To do:
Please output the material as a numbered list, starting at its first line and ending with the line containing "227, 406, 263]]", that line included. Leave out any blank lines.

(Items listed in a dataset)
(begin)
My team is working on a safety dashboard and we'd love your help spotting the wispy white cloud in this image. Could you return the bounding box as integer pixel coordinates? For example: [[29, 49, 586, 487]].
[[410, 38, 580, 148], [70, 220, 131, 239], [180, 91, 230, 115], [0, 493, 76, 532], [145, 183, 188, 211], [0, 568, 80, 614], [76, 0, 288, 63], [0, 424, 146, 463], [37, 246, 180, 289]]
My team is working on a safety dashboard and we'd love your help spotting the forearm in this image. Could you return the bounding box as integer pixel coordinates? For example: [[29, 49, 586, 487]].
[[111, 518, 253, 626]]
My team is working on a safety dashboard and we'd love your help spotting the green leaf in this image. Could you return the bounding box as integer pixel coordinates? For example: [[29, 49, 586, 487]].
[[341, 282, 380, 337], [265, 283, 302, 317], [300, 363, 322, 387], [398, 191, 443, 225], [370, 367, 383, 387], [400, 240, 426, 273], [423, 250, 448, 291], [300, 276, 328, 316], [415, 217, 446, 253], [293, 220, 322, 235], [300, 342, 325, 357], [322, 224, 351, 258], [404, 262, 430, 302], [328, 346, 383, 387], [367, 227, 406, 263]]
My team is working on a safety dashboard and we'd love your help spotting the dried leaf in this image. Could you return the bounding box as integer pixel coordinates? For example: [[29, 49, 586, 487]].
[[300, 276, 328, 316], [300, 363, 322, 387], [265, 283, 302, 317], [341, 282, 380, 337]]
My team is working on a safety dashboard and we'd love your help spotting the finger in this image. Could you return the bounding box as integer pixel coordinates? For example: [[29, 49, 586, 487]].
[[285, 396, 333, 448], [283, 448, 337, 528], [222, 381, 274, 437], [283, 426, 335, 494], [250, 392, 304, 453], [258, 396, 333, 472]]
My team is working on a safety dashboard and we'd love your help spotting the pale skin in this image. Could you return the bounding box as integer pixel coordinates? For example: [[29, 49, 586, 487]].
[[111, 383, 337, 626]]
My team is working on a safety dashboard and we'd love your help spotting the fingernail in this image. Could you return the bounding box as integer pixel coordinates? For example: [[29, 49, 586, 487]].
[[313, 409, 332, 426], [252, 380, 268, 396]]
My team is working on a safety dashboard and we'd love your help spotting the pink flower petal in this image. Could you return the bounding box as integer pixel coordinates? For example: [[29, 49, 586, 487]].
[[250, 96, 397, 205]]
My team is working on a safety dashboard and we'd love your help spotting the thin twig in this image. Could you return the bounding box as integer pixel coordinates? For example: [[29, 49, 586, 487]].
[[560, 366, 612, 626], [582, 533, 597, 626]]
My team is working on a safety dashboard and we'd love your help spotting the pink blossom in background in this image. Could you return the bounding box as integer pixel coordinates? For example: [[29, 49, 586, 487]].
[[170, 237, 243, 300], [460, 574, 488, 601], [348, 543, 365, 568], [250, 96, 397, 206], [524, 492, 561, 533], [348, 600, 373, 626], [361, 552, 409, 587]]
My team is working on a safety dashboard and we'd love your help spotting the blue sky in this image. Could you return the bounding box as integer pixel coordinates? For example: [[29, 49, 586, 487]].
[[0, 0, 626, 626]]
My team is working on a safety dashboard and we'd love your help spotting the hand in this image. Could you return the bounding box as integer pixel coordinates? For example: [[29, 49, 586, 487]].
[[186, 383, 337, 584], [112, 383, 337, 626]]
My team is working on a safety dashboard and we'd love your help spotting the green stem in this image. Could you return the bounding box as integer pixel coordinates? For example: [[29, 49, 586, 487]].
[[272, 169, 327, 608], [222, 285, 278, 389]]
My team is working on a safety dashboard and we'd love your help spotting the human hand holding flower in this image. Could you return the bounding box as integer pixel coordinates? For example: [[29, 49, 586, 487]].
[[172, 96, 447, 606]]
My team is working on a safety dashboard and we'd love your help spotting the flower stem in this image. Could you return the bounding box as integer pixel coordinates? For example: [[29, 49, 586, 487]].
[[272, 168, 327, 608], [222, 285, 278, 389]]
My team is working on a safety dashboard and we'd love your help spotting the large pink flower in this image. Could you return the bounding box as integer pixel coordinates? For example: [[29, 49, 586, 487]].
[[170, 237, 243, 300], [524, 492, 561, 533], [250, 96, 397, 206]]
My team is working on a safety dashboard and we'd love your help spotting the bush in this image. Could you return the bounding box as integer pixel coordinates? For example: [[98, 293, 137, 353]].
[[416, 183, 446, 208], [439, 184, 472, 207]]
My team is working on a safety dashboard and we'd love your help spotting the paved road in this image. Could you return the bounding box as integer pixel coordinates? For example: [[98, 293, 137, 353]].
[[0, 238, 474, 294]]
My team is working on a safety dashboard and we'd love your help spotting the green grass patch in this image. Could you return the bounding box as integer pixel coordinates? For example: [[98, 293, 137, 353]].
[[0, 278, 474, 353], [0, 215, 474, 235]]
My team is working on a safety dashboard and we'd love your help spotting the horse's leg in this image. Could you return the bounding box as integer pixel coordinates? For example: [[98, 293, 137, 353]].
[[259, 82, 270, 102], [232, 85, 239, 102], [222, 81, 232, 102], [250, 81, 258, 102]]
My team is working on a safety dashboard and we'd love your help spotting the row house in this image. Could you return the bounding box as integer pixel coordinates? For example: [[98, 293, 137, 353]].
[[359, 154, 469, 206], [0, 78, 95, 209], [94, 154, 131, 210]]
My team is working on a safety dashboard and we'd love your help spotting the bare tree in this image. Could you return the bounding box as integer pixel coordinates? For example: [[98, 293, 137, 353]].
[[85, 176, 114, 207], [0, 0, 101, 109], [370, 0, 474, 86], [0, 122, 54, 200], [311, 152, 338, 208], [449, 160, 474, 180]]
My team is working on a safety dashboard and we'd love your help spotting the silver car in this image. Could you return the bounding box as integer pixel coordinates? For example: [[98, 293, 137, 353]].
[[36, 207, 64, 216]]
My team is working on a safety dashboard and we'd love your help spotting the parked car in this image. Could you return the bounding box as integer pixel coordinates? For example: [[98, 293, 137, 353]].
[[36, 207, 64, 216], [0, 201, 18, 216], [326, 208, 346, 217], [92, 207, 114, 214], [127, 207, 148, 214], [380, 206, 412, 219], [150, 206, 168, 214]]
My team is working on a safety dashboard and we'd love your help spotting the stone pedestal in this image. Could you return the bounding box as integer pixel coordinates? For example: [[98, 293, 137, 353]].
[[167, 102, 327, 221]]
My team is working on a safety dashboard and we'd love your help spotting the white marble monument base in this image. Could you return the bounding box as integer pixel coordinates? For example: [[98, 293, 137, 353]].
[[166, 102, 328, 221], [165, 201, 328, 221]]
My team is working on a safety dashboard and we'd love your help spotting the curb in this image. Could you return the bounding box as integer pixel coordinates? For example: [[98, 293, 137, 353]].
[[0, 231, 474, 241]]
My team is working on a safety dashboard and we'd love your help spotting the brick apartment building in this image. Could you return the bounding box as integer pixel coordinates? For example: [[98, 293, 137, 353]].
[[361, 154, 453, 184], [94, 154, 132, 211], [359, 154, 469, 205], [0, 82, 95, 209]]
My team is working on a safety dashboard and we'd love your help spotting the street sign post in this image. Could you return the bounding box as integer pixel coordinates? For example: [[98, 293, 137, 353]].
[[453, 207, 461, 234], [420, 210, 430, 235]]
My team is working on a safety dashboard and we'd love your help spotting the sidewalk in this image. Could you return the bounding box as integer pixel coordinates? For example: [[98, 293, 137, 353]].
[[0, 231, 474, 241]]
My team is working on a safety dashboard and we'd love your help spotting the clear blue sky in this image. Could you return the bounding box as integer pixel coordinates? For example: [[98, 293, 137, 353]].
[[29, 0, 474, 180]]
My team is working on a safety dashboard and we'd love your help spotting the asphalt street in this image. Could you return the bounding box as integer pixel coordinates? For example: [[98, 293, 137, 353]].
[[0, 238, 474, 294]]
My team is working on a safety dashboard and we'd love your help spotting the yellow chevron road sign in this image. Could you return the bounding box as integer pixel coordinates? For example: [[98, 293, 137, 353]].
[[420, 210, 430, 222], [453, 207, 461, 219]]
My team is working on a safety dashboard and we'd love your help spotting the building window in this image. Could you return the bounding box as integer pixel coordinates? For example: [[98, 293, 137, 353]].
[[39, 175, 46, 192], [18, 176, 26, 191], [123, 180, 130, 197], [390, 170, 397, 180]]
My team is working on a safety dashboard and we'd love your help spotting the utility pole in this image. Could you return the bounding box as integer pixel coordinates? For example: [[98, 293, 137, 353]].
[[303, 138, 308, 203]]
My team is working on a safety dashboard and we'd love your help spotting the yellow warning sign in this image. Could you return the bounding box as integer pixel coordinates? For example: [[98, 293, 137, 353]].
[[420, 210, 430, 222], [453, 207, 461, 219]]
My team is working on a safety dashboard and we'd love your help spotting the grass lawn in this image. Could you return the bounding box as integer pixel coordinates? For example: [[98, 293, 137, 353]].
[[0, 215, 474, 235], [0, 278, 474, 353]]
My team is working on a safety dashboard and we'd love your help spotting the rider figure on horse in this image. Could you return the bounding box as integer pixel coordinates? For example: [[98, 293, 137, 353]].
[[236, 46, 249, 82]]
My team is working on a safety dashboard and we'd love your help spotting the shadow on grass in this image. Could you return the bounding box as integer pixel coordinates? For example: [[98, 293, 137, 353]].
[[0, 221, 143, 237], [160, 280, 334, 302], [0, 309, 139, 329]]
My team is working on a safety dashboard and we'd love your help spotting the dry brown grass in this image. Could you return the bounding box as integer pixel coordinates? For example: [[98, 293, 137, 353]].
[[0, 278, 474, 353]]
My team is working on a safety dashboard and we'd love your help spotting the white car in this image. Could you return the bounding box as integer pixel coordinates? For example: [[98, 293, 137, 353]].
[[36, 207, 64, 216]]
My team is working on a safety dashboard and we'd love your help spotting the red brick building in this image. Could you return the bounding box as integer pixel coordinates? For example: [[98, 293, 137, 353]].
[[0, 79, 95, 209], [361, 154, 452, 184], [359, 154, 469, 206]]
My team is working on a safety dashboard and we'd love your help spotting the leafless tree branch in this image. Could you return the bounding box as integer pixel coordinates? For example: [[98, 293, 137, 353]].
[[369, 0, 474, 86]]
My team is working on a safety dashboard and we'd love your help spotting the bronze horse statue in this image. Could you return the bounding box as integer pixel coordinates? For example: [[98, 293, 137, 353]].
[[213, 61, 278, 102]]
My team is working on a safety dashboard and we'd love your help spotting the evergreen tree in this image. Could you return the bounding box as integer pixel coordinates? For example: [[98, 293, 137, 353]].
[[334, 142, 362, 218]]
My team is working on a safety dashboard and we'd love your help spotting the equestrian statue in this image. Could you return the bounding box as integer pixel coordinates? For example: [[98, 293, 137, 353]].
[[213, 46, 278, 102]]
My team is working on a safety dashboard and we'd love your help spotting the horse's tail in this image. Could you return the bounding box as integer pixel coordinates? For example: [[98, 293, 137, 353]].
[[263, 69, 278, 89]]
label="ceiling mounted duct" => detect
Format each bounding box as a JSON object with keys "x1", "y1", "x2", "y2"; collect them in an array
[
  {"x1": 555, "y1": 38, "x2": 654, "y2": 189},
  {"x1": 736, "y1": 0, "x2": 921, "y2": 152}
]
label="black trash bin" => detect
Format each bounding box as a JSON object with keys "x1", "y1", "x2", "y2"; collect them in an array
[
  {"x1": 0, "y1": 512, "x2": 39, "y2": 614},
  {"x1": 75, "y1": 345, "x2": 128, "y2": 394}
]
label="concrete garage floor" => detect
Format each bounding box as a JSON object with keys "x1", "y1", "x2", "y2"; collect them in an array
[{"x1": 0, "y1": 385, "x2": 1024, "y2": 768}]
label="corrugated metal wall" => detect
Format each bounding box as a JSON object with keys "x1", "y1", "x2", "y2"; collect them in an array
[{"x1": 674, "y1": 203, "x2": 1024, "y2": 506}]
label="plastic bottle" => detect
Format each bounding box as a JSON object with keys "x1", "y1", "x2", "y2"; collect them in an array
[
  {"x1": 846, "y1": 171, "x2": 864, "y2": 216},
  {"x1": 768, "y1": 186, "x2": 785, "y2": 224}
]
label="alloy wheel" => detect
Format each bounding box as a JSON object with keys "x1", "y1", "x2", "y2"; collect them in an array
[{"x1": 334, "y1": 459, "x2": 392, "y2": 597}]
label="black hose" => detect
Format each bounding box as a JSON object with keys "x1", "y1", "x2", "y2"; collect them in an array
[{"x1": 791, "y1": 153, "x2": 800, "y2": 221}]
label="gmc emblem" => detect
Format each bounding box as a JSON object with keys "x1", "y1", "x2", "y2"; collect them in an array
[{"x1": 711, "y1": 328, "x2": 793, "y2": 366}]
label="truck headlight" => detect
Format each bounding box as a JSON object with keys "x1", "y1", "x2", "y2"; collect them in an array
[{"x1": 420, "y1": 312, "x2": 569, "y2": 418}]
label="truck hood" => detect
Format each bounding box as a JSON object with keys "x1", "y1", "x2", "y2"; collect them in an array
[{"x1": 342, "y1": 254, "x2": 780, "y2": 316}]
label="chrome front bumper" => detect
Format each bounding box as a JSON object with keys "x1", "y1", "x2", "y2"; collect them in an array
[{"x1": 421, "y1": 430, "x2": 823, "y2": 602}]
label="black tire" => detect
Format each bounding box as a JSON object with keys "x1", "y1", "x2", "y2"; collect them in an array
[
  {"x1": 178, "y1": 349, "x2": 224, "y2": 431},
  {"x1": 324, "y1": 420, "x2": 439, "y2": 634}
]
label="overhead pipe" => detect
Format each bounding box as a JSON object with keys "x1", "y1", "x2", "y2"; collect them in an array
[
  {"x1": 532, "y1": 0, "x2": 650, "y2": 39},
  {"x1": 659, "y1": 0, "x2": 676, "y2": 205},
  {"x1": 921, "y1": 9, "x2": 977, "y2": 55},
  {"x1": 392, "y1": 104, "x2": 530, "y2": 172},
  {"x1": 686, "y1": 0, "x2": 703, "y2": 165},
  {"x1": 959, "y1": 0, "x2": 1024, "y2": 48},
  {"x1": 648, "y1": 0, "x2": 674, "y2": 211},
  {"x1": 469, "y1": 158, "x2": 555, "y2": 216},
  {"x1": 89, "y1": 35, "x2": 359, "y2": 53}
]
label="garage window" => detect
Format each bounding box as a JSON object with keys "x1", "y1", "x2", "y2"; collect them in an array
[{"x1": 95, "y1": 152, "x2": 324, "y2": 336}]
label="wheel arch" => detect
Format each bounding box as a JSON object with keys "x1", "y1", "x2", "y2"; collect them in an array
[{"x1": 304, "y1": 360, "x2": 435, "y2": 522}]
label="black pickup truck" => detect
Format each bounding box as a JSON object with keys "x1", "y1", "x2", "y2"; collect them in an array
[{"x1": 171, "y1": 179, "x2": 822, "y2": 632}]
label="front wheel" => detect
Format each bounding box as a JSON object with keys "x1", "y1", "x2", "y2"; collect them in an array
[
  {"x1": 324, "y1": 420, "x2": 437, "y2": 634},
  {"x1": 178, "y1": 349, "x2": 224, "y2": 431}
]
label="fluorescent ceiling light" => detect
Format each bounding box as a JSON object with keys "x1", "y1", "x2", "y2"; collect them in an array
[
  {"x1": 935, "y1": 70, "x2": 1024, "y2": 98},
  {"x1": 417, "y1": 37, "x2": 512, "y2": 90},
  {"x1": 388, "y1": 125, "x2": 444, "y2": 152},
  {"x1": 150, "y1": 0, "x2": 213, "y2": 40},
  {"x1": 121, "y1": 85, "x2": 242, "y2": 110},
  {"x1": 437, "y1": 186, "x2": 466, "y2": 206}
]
(end)
Response to the exercise:
1. My team is working on a safety dashboard and we'd love your help spotting the wispy white cloud in this image. Could you return the bounding box as integer pixel coordinates? For example: [[29, 49, 586, 487]].
2. [[410, 38, 580, 148], [70, 220, 131, 239], [180, 91, 230, 115], [0, 493, 76, 532], [145, 183, 188, 211], [0, 568, 80, 614], [76, 0, 288, 63], [0, 424, 146, 463], [37, 246, 180, 289]]
3. My team is working on a safety dashboard and we'd love your help spotting the forearm in this image. Could you return the bounding box as integer pixel coordinates? For example: [[29, 49, 586, 487]].
4. [[111, 518, 253, 626]]
5. My team is working on a safety dashboard and we'd love your help spotting the green leaf in this image. Could you return the bounding box as integer pixel coordinates? For example: [[29, 49, 586, 487]].
6. [[341, 282, 380, 337], [265, 283, 302, 317], [300, 363, 322, 387], [398, 191, 443, 225], [370, 367, 383, 387], [400, 240, 426, 273], [423, 250, 448, 291], [300, 276, 328, 316], [415, 217, 446, 253], [293, 220, 322, 235], [300, 342, 325, 357], [322, 224, 351, 258], [404, 262, 430, 302], [328, 346, 383, 387], [367, 227, 406, 263]]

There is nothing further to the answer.